[Stored data entries]
+-------+

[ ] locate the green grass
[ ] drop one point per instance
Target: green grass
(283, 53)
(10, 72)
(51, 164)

+-------+

PROBLEM REQUIREMENTS: The full set of entries, copied exactly, is the expected answer.

SOLUTION TO THE EXERCISE:
[ ] locate the green grass
[ ] drop one point per instance
Target: green grass
(283, 53)
(10, 72)
(51, 164)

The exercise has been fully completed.